The Compute Service (1010) uses MQTT to trigger processes or methods. It can also read and write to memory for larger amounts of data (e.g. large image or depth files). The Compute Service uses algorithms and models to run relevant calculations on data, such as calculating food object features, dimensions, quality, defects, errors, identity, position, orientation, waste or any combination of such. The Compute Service can also calculate non-food information such as worker safety data, worker productivity data, foreign body data, equipment data, hygiene data or any combination of such. The Browser Service (1012) interfaces with the Human Machine Interface Screen if present, via HDMI or similar protocol. The Browser Service manages the user interface displayed on the screen, and the data associated. If the screen is a touchscreen, the Browser Service manages inputs. The Browser Service also uses TCP/IP to communicate to other services.

The Cloud Service (1014) is responsible for uploading all relevant data to the external database for storage, analysis or presentation. The cloud service also receives data. Examples of data being received by the Cloud Service include whenever Specification Data for food objects is changed, Production Plan data or confirmation that data has been successfully uploaded to the external database. The Cloud Service uses TCP/IP to communicate with other services, and also can avail of reading from memory for larger data (e.g. large images or depth files). It would be possible to create substantially similar processor flows by combining functionality from different services, making slight tweaks such as communication protocols, or moving functionality between services. All these alternatives would be considered substantially similar to the process flow laid out above.

Work instructions =
Name each type of non-food information that the service description says the Compute Service can calculate.

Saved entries
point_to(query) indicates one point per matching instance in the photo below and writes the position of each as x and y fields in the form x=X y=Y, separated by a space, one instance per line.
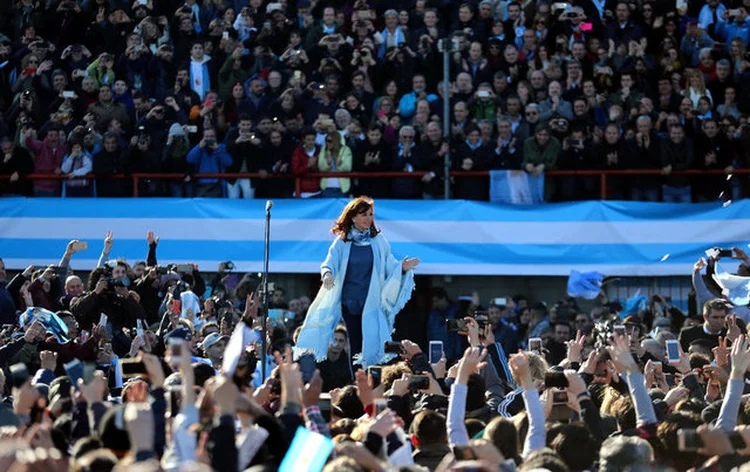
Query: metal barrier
x=602 y=174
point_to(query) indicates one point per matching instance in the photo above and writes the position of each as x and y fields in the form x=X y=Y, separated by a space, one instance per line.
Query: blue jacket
x=729 y=31
x=209 y=162
x=7 y=306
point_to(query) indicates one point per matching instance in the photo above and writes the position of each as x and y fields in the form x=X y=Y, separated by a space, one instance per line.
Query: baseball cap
x=212 y=339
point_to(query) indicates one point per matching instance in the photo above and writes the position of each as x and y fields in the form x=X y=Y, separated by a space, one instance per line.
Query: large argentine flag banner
x=450 y=237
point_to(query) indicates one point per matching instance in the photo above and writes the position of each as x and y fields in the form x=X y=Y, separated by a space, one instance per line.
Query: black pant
x=353 y=323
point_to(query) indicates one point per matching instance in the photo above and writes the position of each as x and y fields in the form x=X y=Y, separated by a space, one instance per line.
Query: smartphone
x=375 y=372
x=275 y=387
x=307 y=367
x=132 y=368
x=555 y=379
x=419 y=382
x=186 y=268
x=620 y=330
x=673 y=351
x=690 y=440
x=393 y=347
x=559 y=398
x=20 y=374
x=456 y=325
x=74 y=370
x=88 y=372
x=174 y=395
x=436 y=351
x=175 y=350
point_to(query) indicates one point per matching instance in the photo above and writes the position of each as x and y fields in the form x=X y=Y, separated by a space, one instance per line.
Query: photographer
x=108 y=293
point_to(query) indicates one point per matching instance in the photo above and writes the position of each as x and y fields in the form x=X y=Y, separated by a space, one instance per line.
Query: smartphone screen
x=436 y=351
x=673 y=351
x=74 y=370
x=307 y=367
x=419 y=382
x=376 y=374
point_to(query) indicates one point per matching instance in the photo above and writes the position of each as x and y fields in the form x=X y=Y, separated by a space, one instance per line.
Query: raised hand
x=740 y=356
x=519 y=367
x=619 y=351
x=575 y=347
x=151 y=239
x=733 y=330
x=721 y=352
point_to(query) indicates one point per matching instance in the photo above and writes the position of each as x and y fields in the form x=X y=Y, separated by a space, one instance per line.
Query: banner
x=516 y=187
x=450 y=237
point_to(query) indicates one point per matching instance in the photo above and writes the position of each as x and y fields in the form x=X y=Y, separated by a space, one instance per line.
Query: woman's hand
x=409 y=264
x=328 y=281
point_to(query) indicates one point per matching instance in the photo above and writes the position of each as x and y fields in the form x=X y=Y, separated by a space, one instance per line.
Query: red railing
x=602 y=174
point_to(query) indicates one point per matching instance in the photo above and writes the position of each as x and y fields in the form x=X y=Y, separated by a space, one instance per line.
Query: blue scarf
x=474 y=147
x=360 y=238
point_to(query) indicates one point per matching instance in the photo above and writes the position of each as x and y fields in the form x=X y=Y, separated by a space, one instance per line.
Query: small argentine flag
x=309 y=451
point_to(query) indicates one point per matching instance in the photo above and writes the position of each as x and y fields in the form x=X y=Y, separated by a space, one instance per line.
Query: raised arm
x=470 y=362
x=624 y=362
x=730 y=407
x=104 y=257
x=536 y=436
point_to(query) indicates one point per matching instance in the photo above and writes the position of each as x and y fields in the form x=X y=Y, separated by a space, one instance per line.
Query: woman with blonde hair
x=696 y=87
x=363 y=283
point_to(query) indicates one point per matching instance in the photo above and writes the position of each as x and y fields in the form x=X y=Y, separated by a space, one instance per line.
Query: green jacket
x=535 y=154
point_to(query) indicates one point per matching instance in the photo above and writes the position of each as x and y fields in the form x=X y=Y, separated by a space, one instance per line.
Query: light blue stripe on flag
x=309 y=451
x=516 y=187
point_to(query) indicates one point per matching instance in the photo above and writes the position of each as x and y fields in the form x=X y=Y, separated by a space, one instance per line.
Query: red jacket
x=301 y=166
x=46 y=161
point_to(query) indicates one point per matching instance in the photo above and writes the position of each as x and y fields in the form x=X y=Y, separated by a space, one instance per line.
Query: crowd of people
x=99 y=88
x=136 y=368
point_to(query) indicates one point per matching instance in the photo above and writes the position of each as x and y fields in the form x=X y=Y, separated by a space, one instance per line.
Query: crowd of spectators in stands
x=586 y=397
x=113 y=87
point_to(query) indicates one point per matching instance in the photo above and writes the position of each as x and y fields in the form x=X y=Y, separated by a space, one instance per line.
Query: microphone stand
x=266 y=244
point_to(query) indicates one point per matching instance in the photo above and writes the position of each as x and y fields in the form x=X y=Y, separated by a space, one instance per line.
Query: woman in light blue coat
x=363 y=283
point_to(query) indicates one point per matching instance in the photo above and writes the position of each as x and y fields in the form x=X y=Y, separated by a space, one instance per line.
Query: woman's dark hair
x=345 y=221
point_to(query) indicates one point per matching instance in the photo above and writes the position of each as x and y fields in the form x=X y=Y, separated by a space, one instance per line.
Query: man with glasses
x=406 y=160
x=527 y=124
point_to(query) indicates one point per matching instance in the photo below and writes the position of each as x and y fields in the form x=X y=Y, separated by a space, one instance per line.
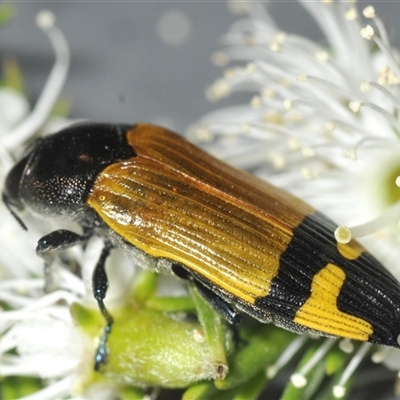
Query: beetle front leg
x=100 y=286
x=50 y=244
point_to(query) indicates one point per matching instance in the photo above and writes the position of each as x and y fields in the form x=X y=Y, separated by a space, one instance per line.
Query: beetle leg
x=216 y=302
x=50 y=244
x=100 y=286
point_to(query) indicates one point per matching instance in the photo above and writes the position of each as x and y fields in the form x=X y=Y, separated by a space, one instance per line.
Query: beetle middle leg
x=216 y=302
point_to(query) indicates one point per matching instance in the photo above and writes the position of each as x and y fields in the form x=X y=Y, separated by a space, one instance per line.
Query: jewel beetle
x=246 y=245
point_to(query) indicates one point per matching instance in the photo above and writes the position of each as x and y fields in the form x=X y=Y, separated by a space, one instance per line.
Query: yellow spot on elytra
x=320 y=311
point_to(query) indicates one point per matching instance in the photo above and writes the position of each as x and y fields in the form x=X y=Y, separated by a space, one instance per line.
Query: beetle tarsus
x=218 y=304
x=100 y=286
x=49 y=245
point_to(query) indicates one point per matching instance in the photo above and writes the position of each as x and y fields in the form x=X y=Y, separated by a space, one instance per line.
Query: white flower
x=323 y=119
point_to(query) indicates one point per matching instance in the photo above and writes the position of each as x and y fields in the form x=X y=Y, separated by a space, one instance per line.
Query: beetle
x=246 y=245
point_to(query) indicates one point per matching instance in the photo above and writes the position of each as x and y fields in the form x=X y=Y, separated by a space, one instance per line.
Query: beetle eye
x=11 y=197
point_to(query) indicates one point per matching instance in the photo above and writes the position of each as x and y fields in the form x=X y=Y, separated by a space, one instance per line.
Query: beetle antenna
x=17 y=218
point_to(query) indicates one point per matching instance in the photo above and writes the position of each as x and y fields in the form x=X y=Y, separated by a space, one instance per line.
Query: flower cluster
x=322 y=120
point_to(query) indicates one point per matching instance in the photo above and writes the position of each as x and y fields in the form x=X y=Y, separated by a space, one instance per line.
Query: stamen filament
x=287 y=355
x=339 y=390
x=298 y=379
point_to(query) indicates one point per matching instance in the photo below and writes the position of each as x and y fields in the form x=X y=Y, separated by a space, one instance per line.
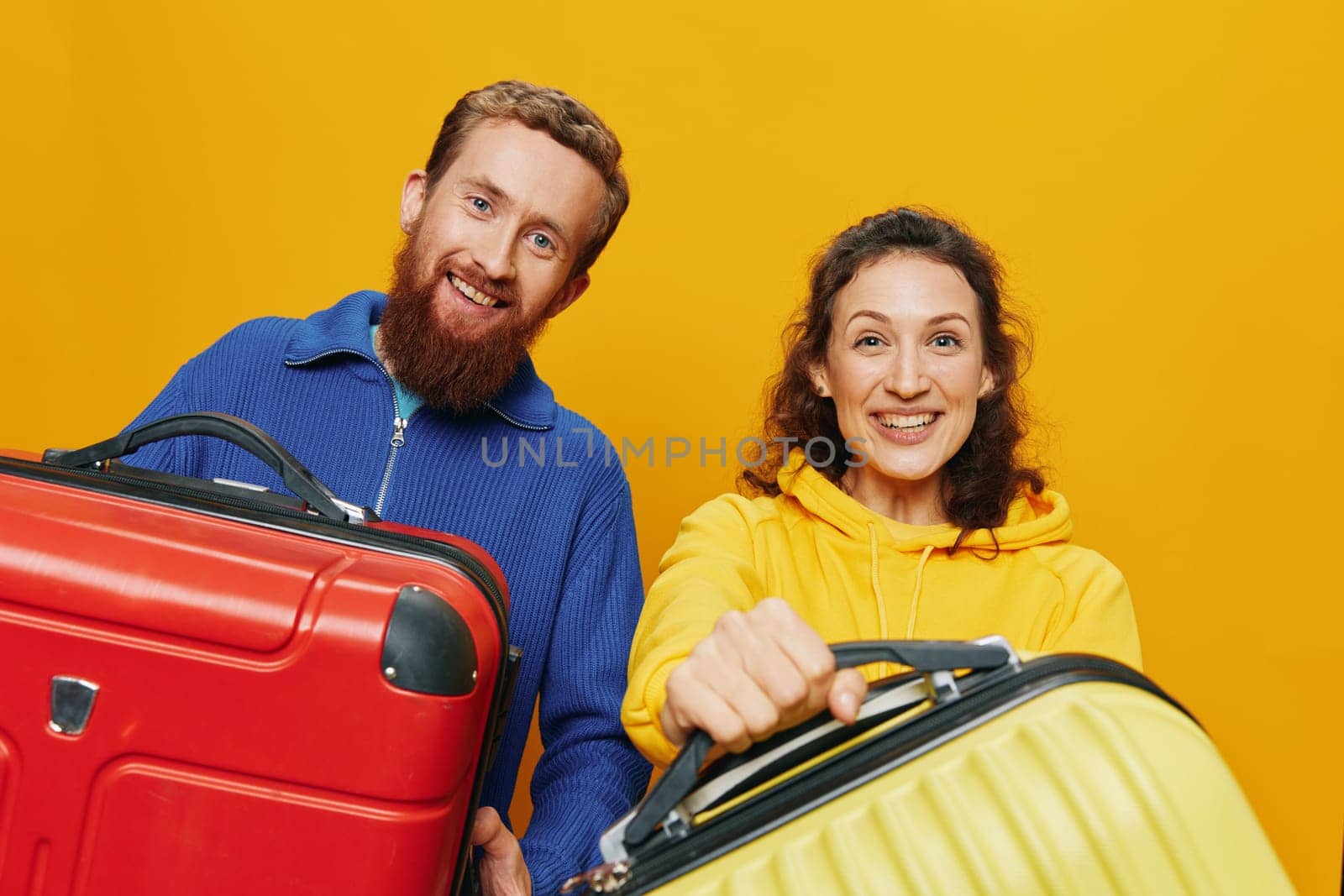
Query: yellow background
x=1160 y=179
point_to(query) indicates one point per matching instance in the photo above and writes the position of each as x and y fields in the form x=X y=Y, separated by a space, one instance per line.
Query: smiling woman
x=922 y=523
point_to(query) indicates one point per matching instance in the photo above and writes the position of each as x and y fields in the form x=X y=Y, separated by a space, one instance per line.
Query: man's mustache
x=476 y=277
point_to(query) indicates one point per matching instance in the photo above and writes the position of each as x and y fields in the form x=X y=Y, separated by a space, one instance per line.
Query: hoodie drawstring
x=914 y=598
x=877 y=591
x=882 y=602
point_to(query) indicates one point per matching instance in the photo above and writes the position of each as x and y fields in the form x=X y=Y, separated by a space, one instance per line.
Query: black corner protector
x=429 y=647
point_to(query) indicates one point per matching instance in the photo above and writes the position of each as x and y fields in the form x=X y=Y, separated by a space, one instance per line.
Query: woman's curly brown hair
x=987 y=473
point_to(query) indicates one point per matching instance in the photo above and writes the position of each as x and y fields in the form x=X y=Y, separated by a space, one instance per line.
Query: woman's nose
x=906 y=376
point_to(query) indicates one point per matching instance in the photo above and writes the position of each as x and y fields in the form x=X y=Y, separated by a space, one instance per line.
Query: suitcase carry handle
x=936 y=658
x=225 y=426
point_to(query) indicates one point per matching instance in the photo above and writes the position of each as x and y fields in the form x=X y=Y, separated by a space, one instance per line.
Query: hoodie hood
x=1032 y=519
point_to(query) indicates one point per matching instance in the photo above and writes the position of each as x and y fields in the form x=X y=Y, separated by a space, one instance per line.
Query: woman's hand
x=756 y=673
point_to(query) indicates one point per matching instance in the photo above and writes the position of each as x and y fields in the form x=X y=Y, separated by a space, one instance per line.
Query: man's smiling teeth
x=472 y=293
x=900 y=422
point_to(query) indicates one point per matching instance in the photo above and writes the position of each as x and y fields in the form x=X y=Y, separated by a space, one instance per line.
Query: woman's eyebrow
x=877 y=316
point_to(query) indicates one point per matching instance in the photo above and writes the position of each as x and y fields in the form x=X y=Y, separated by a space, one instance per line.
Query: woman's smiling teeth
x=905 y=422
x=470 y=291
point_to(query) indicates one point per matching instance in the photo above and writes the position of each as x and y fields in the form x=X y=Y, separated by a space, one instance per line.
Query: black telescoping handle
x=225 y=426
x=921 y=656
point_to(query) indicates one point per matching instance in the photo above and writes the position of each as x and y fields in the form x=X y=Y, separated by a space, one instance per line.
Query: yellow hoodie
x=853 y=574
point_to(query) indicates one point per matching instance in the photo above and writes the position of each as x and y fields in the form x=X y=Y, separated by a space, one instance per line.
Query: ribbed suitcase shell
x=1092 y=786
x=245 y=738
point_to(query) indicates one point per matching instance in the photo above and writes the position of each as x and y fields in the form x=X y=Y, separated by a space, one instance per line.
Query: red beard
x=447 y=369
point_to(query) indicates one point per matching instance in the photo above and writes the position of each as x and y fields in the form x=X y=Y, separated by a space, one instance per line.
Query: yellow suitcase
x=1063 y=774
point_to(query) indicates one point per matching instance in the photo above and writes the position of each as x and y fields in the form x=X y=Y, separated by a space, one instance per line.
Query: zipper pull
x=605 y=879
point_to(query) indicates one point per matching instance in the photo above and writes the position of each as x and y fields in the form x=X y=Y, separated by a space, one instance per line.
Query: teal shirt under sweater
x=407 y=402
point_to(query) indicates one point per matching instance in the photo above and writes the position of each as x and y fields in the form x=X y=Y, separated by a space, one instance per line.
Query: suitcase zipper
x=678 y=855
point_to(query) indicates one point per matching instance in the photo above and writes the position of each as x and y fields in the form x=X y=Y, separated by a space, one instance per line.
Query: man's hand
x=756 y=673
x=501 y=869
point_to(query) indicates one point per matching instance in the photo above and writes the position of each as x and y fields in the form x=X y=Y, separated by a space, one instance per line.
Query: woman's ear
x=987 y=382
x=819 y=380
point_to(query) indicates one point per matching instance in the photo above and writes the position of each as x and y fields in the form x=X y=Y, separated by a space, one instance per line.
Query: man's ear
x=413 y=199
x=820 y=385
x=569 y=295
x=987 y=382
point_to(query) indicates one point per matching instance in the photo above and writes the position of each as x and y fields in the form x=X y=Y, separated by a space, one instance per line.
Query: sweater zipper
x=400 y=423
x=398 y=441
x=515 y=422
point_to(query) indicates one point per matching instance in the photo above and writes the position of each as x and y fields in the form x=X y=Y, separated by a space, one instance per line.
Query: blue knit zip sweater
x=562 y=531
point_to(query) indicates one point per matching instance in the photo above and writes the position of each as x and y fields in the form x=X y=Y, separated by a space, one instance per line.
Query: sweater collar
x=524 y=401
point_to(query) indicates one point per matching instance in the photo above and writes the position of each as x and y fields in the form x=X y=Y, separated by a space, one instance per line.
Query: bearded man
x=391 y=402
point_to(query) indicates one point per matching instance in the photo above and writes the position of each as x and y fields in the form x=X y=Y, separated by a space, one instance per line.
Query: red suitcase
x=205 y=689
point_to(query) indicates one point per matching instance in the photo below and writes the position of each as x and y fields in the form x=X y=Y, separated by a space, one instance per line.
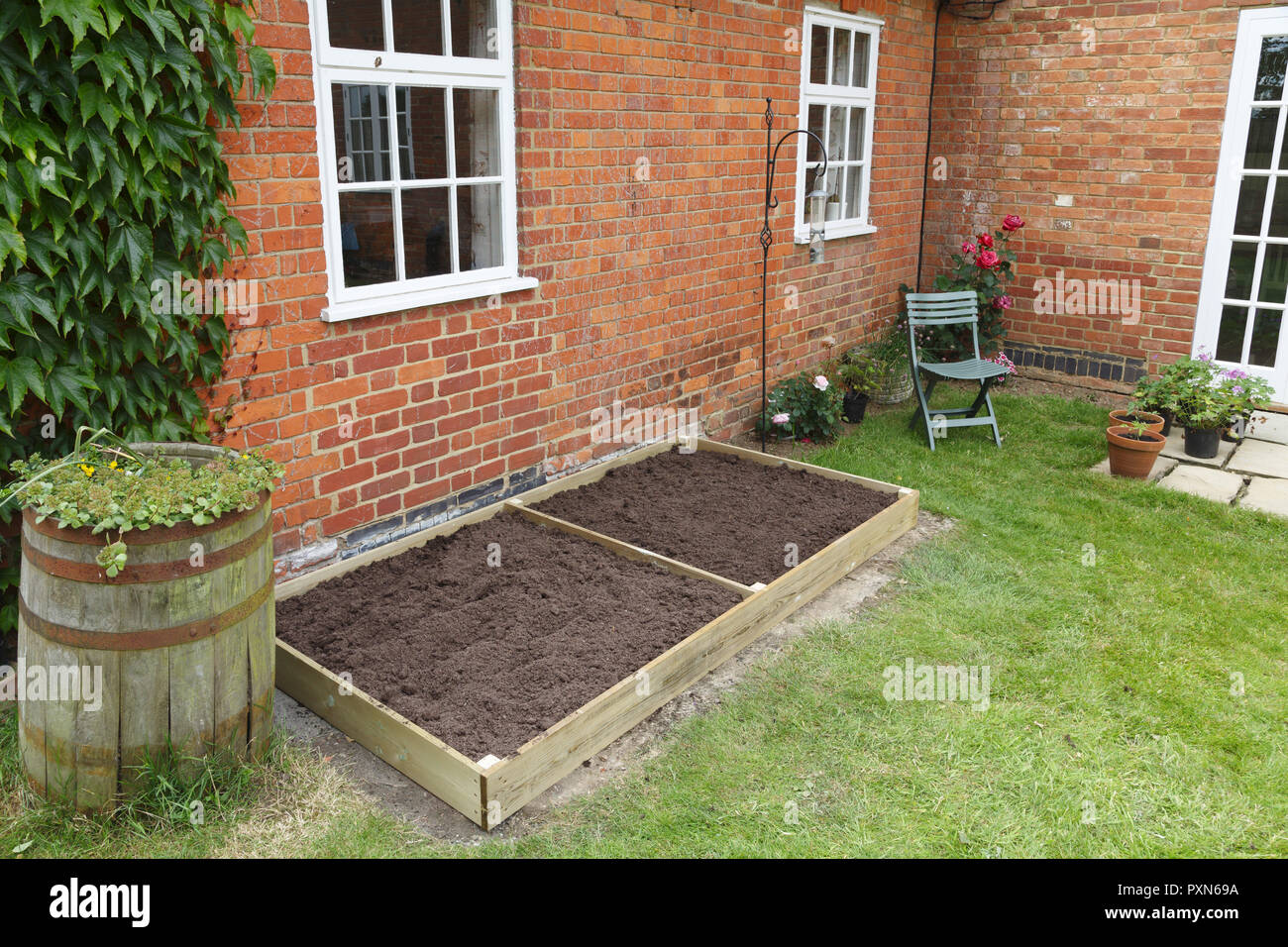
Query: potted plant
x=1132 y=450
x=862 y=379
x=805 y=406
x=1133 y=415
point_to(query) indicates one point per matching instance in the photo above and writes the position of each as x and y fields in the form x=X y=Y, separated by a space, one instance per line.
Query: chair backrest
x=941 y=309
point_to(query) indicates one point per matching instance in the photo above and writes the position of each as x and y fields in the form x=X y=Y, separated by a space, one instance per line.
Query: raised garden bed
x=578 y=635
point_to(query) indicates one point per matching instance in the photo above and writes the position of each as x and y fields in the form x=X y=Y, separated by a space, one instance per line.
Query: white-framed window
x=415 y=105
x=838 y=82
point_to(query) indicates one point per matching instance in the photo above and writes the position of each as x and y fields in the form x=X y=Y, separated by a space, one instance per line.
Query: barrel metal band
x=146 y=571
x=153 y=536
x=143 y=641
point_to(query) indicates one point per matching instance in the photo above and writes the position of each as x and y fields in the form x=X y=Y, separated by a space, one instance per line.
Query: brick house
x=476 y=222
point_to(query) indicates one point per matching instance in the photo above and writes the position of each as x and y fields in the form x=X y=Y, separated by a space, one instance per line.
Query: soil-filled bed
x=725 y=514
x=485 y=657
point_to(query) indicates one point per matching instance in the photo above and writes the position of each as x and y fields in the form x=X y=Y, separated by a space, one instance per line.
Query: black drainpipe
x=930 y=107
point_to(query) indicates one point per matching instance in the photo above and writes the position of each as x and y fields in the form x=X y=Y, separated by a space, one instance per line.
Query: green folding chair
x=949 y=309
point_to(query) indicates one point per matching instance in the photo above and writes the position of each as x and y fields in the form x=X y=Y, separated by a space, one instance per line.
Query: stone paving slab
x=1162 y=467
x=1261 y=458
x=1266 y=427
x=1220 y=486
x=1175 y=447
x=1267 y=495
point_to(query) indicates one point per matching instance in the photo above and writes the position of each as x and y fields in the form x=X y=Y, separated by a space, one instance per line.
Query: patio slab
x=1220 y=486
x=1260 y=458
x=1266 y=493
x=1266 y=427
x=1162 y=467
x=1176 y=449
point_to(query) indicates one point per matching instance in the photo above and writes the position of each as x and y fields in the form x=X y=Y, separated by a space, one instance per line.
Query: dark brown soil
x=487 y=657
x=720 y=513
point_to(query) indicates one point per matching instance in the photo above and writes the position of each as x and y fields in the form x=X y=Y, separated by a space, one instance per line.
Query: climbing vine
x=112 y=195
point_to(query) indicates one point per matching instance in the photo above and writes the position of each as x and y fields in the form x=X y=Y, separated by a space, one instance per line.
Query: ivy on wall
x=112 y=185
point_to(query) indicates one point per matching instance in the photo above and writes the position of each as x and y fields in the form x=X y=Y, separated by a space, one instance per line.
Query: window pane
x=1270 y=72
x=1252 y=201
x=478 y=214
x=835 y=132
x=862 y=46
x=816 y=120
x=477 y=128
x=368 y=237
x=1237 y=279
x=419 y=26
x=361 y=124
x=853 y=208
x=1229 y=339
x=1274 y=273
x=840 y=56
x=1261 y=137
x=818 y=54
x=356 y=24
x=858 y=127
x=475 y=29
x=426 y=232
x=423 y=133
x=1265 y=338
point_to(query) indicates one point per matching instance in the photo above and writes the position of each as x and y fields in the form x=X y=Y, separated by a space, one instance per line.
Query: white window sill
x=399 y=302
x=837 y=231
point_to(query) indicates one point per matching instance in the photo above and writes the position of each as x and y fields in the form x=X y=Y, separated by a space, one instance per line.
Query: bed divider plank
x=489 y=795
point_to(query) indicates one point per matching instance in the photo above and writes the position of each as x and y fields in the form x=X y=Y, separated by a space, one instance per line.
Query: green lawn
x=1111 y=616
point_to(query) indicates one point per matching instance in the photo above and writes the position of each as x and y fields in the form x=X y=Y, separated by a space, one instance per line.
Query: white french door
x=1244 y=289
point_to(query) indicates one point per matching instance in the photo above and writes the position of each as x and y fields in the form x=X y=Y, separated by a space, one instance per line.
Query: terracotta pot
x=1155 y=423
x=1132 y=458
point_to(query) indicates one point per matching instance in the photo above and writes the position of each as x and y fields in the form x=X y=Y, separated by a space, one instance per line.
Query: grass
x=1112 y=617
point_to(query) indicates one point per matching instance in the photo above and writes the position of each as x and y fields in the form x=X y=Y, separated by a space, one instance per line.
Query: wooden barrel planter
x=183 y=635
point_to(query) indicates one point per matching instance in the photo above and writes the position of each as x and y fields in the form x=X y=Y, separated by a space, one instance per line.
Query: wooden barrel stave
x=211 y=688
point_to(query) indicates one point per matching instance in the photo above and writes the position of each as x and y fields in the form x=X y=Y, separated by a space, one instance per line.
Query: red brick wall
x=649 y=289
x=1109 y=153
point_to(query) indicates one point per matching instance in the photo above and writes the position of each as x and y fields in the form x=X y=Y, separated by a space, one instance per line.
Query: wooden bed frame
x=490 y=789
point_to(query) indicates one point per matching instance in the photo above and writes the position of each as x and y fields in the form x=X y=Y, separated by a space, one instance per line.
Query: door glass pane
x=840 y=56
x=423 y=133
x=360 y=116
x=477 y=128
x=818 y=54
x=356 y=24
x=1270 y=72
x=858 y=125
x=1274 y=273
x=478 y=214
x=1252 y=201
x=417 y=26
x=1229 y=339
x=861 y=59
x=426 y=232
x=1261 y=137
x=368 y=237
x=1279 y=210
x=1237 y=281
x=475 y=29
x=1265 y=338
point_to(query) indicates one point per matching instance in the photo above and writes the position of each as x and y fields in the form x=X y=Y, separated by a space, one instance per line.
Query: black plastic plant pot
x=1202 y=442
x=854 y=406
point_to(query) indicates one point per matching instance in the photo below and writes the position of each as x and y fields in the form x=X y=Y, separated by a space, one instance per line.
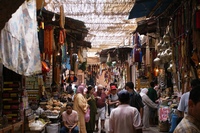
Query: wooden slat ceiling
x=7 y=8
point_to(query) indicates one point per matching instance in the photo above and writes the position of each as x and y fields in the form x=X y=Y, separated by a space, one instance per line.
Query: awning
x=148 y=8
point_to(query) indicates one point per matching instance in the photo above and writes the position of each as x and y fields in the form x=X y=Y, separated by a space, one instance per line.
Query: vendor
x=70 y=120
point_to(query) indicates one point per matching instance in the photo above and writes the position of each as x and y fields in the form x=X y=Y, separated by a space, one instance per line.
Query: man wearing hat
x=124 y=118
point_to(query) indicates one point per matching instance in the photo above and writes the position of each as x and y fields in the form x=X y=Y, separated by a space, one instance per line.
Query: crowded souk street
x=100 y=66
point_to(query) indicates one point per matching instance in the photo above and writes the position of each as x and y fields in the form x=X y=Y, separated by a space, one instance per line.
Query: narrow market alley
x=63 y=63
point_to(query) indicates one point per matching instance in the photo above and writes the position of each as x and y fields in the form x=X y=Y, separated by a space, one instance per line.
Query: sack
x=87 y=115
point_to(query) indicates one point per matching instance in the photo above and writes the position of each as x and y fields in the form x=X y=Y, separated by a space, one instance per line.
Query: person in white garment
x=147 y=105
x=124 y=118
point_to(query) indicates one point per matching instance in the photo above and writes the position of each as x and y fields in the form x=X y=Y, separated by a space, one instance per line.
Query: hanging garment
x=19 y=46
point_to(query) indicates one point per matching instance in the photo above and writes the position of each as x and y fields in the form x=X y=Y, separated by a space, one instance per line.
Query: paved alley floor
x=149 y=130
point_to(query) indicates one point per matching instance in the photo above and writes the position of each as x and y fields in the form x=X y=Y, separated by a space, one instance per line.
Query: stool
x=7 y=129
x=18 y=125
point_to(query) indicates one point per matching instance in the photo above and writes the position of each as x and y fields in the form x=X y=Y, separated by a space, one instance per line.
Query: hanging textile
x=19 y=46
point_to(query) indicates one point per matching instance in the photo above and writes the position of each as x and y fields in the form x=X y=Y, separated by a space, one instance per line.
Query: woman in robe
x=147 y=105
x=80 y=105
x=93 y=109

Solution for this problem =
- Worker safety data
- Worker productivity data
- Foreign body data
- Equipment data
- Hygiene data